▶ [Request]:
Pick out each line in the material below that contains the word "suit" and copy those lines out in full.

▶ [Listing]:
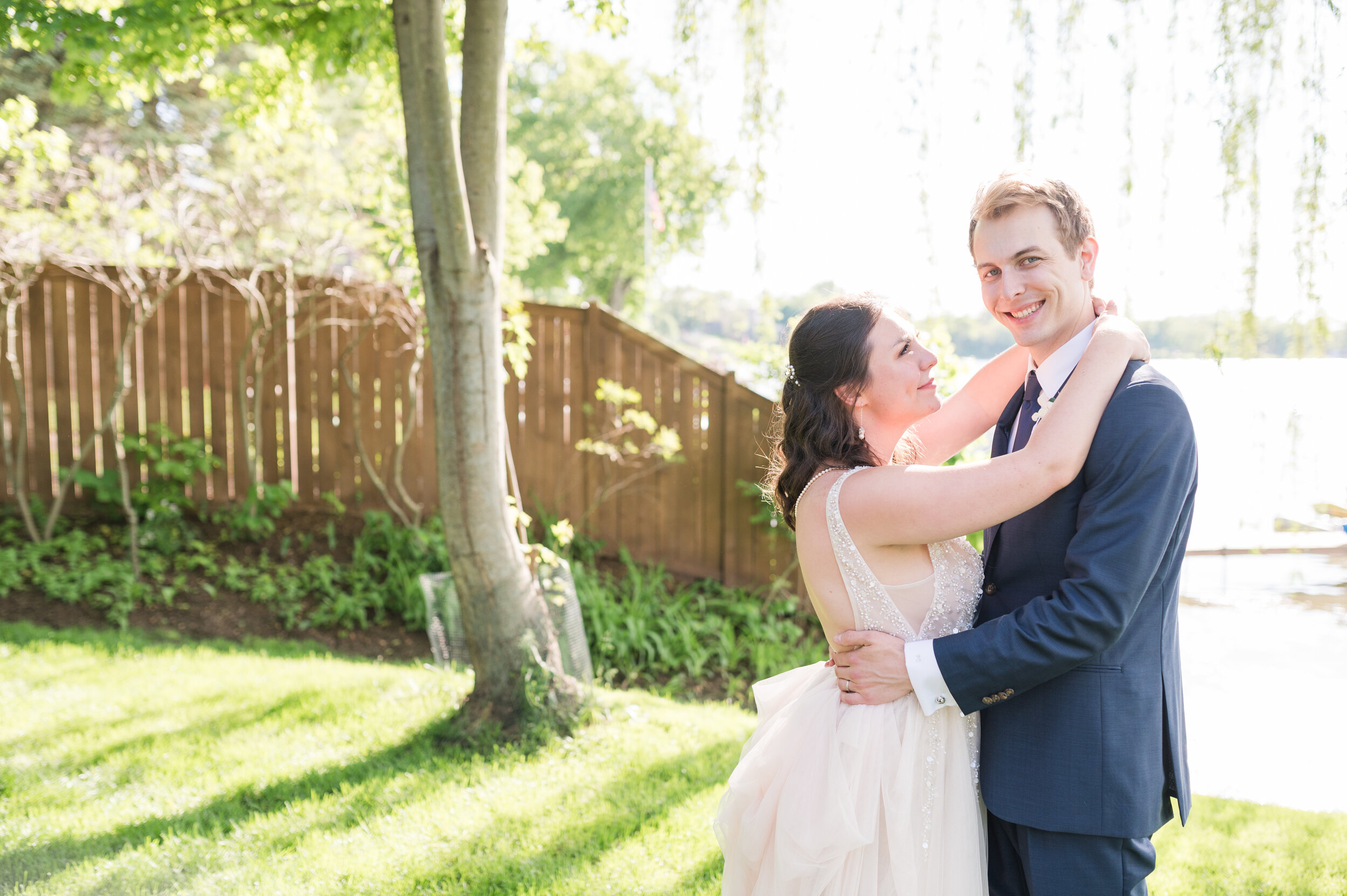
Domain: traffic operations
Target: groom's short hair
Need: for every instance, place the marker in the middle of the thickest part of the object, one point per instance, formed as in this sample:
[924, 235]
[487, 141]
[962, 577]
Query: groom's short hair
[1020, 187]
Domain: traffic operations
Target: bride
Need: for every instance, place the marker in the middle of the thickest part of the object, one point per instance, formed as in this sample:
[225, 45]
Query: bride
[839, 800]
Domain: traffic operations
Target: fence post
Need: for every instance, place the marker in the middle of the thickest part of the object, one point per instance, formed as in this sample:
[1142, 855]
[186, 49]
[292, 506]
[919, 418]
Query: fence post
[729, 538]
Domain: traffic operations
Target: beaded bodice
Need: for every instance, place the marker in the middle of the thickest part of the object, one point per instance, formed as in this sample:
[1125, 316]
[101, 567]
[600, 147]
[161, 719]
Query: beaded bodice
[958, 582]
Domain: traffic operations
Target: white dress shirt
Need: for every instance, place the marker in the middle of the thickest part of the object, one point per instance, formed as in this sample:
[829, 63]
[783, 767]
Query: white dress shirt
[923, 671]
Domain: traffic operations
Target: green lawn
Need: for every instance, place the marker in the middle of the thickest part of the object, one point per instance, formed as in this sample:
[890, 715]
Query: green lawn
[133, 767]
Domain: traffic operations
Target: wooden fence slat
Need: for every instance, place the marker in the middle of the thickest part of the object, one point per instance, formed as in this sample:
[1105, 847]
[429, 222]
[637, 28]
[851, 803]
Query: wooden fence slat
[324, 367]
[171, 313]
[348, 467]
[39, 435]
[216, 372]
[305, 405]
[84, 337]
[151, 364]
[387, 343]
[236, 321]
[109, 333]
[61, 386]
[279, 394]
[365, 364]
[195, 346]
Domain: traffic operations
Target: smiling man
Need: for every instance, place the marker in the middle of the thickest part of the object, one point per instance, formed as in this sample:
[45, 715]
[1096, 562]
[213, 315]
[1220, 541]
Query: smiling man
[1074, 658]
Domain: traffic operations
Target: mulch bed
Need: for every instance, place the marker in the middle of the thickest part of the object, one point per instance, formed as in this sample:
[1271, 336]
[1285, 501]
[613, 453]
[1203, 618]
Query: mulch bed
[195, 615]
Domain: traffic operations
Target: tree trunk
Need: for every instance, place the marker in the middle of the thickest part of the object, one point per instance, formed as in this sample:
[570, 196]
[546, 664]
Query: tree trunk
[459, 221]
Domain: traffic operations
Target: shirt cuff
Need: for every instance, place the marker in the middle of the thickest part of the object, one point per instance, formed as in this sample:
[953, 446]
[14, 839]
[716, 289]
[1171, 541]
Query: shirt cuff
[927, 681]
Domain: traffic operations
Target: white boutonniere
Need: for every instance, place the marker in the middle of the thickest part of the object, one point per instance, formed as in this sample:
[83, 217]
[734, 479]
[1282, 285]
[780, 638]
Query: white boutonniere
[1044, 406]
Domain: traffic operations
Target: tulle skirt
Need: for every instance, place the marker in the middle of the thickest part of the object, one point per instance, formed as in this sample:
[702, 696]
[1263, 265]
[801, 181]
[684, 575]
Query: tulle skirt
[856, 801]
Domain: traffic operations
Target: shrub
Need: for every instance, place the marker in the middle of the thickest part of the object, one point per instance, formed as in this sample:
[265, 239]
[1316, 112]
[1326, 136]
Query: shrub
[701, 638]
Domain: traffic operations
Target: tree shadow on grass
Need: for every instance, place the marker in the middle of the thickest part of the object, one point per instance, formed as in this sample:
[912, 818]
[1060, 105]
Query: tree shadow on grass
[494, 862]
[219, 724]
[136, 639]
[632, 801]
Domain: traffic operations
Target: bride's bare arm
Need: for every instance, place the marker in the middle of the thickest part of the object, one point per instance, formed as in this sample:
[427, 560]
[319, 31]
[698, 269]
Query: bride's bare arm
[974, 408]
[954, 501]
[969, 413]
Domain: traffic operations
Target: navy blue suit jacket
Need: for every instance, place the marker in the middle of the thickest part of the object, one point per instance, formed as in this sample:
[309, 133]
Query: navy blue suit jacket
[1074, 661]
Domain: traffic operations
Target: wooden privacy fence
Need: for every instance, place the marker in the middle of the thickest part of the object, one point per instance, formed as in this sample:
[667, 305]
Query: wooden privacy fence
[691, 517]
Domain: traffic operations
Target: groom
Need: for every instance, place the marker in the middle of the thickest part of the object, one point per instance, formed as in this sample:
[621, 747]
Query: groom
[1074, 659]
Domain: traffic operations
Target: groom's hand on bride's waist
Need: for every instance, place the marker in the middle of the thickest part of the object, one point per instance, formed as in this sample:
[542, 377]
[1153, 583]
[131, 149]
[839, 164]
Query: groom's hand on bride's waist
[871, 668]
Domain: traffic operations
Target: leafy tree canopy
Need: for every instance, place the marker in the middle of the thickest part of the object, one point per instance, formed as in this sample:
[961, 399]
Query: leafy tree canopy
[585, 122]
[262, 82]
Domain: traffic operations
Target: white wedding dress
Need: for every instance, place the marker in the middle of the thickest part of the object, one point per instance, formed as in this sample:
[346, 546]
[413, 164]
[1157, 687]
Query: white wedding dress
[861, 801]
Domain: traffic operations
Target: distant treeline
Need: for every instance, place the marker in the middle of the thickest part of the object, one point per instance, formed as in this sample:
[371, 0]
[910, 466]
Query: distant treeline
[1181, 337]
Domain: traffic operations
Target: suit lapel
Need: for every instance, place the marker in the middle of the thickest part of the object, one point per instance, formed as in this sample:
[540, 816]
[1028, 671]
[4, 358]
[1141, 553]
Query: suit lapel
[1000, 443]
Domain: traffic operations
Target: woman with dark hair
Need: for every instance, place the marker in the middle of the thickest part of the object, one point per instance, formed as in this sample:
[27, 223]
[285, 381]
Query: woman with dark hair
[865, 800]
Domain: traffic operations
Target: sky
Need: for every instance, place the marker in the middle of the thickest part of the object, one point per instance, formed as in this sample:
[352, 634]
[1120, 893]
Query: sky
[884, 103]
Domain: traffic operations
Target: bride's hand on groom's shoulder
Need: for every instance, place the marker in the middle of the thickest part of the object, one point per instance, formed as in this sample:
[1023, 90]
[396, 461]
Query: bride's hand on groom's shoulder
[871, 668]
[1110, 322]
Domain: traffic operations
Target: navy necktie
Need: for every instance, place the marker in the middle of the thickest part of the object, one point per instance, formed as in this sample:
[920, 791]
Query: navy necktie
[1032, 390]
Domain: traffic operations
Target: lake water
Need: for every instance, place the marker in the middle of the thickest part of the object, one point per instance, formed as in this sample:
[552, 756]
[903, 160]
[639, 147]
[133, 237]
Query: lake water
[1264, 638]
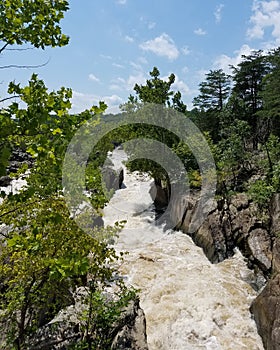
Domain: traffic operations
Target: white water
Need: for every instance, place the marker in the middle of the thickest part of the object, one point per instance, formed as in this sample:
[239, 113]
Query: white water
[189, 303]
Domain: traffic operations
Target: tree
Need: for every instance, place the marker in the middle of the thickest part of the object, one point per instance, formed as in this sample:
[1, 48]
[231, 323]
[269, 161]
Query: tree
[156, 91]
[159, 91]
[270, 113]
[35, 22]
[247, 78]
[214, 92]
[44, 253]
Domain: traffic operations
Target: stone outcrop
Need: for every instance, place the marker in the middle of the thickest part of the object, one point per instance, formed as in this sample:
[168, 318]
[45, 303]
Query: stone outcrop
[266, 310]
[236, 223]
[113, 178]
[229, 224]
[65, 329]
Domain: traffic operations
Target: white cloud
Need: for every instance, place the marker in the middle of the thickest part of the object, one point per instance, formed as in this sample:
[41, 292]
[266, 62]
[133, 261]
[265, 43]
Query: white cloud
[223, 62]
[136, 66]
[151, 25]
[117, 65]
[127, 85]
[163, 46]
[82, 101]
[142, 60]
[139, 78]
[200, 31]
[218, 13]
[181, 86]
[93, 77]
[121, 2]
[266, 14]
[129, 39]
[185, 50]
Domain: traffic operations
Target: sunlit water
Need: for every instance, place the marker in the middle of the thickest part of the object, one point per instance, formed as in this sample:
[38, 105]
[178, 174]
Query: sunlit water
[189, 303]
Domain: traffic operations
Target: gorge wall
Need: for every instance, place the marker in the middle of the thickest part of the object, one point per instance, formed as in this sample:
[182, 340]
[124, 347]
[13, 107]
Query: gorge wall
[236, 223]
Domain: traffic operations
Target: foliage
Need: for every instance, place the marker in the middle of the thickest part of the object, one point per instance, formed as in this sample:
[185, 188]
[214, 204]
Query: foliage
[35, 22]
[103, 312]
[261, 193]
[44, 254]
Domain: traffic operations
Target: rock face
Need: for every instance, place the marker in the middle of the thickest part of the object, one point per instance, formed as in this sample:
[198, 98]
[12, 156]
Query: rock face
[131, 331]
[113, 178]
[266, 310]
[65, 330]
[227, 226]
[233, 224]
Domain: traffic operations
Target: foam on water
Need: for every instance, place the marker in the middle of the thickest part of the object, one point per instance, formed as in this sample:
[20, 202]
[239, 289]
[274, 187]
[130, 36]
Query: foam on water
[189, 303]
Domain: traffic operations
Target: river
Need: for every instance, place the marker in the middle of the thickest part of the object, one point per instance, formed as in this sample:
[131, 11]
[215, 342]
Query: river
[189, 303]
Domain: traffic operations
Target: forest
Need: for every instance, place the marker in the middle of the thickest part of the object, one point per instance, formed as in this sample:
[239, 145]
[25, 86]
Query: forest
[44, 252]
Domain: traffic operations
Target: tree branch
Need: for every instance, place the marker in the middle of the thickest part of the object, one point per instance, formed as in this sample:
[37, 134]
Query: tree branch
[25, 66]
[3, 47]
[9, 98]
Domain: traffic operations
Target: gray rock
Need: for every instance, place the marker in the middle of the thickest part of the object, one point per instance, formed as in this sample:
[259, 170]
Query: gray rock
[259, 243]
[266, 311]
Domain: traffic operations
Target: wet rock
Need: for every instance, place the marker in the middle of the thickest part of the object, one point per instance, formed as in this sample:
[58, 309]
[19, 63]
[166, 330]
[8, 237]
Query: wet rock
[227, 226]
[259, 243]
[65, 329]
[275, 231]
[266, 311]
[240, 201]
[131, 331]
[113, 178]
[159, 196]
[5, 181]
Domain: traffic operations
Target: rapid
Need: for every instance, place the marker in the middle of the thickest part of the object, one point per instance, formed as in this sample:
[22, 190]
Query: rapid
[189, 303]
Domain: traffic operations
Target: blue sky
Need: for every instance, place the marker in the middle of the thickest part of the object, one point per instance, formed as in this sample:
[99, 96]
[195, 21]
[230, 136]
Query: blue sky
[116, 43]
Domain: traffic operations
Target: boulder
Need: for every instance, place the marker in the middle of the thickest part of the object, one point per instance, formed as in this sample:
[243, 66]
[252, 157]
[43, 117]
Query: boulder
[65, 329]
[266, 311]
[112, 178]
[259, 243]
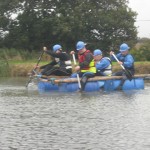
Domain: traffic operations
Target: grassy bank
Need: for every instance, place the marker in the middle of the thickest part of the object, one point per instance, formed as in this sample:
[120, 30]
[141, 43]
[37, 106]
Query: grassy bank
[22, 68]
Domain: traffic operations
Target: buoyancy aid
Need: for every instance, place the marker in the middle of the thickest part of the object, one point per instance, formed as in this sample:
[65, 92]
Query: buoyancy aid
[108, 70]
[91, 67]
[64, 63]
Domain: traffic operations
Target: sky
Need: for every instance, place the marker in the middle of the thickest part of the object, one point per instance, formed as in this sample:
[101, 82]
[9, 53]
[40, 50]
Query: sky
[142, 7]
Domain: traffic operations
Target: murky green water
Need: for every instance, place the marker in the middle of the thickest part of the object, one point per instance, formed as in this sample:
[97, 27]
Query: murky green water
[72, 121]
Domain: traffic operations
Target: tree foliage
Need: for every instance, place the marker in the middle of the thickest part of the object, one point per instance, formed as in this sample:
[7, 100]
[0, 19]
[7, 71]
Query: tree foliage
[101, 23]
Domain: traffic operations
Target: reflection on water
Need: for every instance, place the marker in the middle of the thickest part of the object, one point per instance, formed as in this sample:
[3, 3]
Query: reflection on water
[73, 121]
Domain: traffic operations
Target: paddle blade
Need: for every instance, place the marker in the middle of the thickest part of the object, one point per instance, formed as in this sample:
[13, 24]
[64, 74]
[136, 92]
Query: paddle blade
[128, 74]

▶ [Result for this task]:
Target: navy blue suit jacket
Query: navy blue suit jacket
Target: suit lapel
Query: suit lapel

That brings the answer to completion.